● **Problem statement**:
Can you put the lines of the material below into a numbered list, leaving out any blank lines?

● **Extracted entries**:

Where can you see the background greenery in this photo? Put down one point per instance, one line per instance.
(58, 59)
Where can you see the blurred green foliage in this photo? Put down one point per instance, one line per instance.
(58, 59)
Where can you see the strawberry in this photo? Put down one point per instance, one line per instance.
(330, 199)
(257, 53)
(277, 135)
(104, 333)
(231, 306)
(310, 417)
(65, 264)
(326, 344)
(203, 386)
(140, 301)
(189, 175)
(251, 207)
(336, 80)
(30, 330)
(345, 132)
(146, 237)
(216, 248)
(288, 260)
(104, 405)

● **Problem solution**:
1. Where can you see the background greenery in this photo? Put down one point per instance, one line per instance.
2. (58, 59)
3. Where can you see the blurred green foliage in this photo? Put down one point per instance, one line per instance.
4. (58, 59)
5. Where can you see the strawberry in this photo? Put down one point per instance, one line per instance.
6. (330, 199)
7. (257, 53)
8. (277, 135)
9. (104, 333)
10. (231, 306)
11. (310, 417)
12. (65, 264)
13. (326, 344)
14. (203, 386)
15. (140, 301)
16. (189, 175)
17. (251, 207)
18. (336, 80)
19. (30, 330)
20. (345, 132)
21. (146, 237)
22. (216, 248)
23. (288, 260)
24. (104, 405)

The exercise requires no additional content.